▸ PROBLEM REQUIREMENTS: Where the records below have a line with "jacket", that line is to be copied.

(Stored data)
.....
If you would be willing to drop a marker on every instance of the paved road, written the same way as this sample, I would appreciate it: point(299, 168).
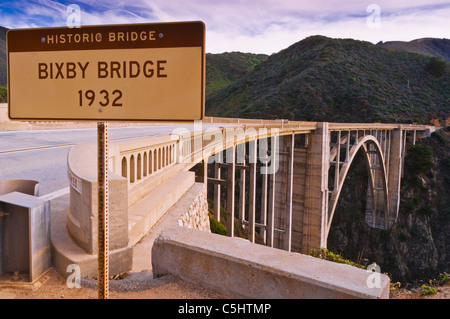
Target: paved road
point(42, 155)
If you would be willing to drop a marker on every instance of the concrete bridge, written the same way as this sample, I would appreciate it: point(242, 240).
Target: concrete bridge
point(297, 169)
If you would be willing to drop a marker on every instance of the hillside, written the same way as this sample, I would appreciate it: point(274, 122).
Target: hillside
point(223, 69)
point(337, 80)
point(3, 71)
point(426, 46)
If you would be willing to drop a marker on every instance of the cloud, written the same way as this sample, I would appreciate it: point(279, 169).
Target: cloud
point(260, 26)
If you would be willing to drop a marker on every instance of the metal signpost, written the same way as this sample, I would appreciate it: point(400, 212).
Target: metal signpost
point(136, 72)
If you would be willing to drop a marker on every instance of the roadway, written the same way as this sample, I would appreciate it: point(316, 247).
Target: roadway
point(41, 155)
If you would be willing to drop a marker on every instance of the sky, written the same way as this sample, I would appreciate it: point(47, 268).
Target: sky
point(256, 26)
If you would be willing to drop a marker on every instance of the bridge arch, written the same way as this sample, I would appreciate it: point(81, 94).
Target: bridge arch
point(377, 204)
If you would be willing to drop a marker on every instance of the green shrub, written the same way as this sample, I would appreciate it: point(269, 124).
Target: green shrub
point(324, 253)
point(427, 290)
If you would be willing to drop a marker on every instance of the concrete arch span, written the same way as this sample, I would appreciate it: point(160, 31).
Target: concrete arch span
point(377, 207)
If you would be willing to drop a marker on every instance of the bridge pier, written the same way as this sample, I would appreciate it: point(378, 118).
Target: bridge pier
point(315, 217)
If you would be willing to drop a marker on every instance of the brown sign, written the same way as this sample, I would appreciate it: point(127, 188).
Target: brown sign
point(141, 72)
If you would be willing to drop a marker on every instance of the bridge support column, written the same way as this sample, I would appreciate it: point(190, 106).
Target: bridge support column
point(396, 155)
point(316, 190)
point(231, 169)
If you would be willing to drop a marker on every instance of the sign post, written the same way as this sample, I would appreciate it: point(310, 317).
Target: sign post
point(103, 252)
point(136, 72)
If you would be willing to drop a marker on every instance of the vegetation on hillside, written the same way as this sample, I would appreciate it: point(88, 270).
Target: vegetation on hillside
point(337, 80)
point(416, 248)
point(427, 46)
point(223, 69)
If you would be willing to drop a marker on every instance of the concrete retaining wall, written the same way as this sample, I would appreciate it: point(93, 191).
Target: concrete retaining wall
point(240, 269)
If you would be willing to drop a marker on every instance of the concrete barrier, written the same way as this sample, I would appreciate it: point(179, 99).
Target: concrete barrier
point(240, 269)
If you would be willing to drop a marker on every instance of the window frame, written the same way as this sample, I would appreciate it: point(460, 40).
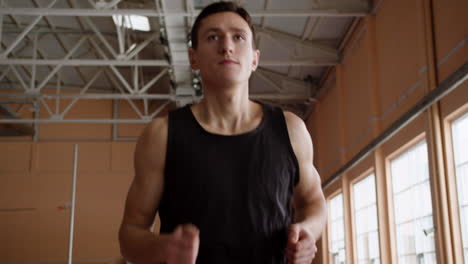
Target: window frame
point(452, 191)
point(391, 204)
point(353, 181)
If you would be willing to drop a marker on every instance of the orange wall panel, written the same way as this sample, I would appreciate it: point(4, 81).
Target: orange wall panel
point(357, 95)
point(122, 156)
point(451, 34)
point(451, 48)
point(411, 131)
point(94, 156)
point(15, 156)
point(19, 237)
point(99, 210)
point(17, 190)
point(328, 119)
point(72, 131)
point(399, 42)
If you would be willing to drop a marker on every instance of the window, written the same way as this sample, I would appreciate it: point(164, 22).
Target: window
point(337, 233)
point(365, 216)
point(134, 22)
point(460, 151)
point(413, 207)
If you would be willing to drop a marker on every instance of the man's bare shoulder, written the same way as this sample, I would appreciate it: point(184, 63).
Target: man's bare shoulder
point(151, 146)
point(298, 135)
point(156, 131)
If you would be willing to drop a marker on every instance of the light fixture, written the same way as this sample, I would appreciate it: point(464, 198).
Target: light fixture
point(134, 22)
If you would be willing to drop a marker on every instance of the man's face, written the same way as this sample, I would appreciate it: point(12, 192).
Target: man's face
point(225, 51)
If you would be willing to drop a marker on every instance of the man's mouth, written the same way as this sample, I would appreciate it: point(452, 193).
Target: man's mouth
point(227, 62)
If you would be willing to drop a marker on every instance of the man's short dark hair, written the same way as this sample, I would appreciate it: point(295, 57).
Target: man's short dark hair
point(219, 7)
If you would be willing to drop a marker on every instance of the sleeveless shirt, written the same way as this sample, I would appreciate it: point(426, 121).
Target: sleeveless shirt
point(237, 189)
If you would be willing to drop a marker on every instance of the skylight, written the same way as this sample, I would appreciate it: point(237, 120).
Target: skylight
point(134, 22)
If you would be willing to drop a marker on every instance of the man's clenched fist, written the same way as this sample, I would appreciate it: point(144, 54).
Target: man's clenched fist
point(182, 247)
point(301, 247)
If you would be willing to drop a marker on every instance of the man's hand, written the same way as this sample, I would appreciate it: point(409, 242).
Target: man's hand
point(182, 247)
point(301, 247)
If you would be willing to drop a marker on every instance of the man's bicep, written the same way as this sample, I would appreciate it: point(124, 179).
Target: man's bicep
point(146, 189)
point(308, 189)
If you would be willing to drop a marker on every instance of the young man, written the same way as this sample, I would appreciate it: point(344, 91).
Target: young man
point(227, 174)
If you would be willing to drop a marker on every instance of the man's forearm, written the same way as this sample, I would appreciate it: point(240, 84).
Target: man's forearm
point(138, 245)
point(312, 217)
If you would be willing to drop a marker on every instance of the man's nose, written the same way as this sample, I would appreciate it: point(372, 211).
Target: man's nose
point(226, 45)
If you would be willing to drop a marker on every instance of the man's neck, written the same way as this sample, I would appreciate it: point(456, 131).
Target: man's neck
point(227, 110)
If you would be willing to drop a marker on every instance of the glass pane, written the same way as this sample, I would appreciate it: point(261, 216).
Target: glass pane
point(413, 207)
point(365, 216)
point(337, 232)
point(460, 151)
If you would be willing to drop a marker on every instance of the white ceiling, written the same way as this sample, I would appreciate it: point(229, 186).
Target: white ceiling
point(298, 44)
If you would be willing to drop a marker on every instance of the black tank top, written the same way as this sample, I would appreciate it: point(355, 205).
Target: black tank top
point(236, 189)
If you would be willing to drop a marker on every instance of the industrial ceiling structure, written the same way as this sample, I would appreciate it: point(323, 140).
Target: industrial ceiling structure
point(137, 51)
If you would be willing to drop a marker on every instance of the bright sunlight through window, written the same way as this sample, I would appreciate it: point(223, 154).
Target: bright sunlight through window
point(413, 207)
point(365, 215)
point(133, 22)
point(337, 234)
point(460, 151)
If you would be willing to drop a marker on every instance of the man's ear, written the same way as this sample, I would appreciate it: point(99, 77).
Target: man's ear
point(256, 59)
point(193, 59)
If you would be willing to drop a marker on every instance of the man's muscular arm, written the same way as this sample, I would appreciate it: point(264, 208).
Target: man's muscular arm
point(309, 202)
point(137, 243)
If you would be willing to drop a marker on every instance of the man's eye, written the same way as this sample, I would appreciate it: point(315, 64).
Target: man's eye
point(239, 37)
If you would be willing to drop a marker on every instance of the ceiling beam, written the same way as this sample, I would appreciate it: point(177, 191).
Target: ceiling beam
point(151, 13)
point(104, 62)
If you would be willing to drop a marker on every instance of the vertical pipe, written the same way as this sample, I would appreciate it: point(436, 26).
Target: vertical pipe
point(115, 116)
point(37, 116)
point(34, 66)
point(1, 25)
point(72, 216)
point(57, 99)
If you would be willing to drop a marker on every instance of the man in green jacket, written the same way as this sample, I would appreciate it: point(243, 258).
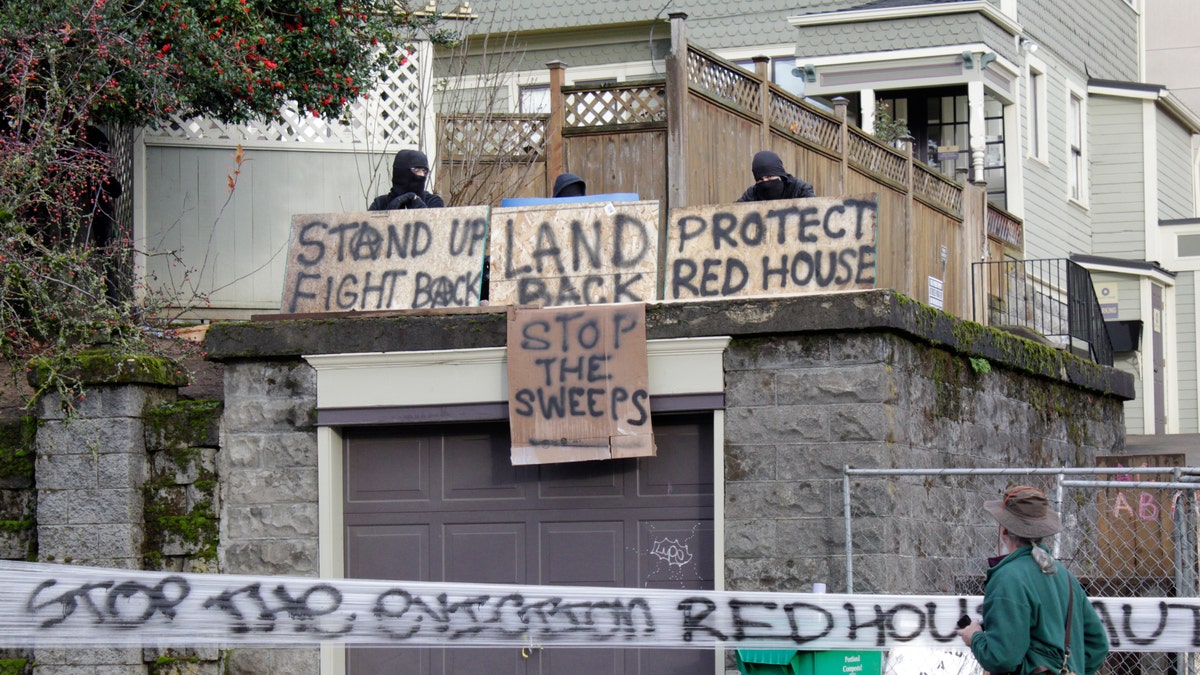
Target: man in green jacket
.....
▸ RESULT OF THIS EXERCISE:
If you would be willing to drop a marker on every instance of the man in green jacket, written the same way as this sample, I would appreciate it: point(243, 258).
Target: man in green jacket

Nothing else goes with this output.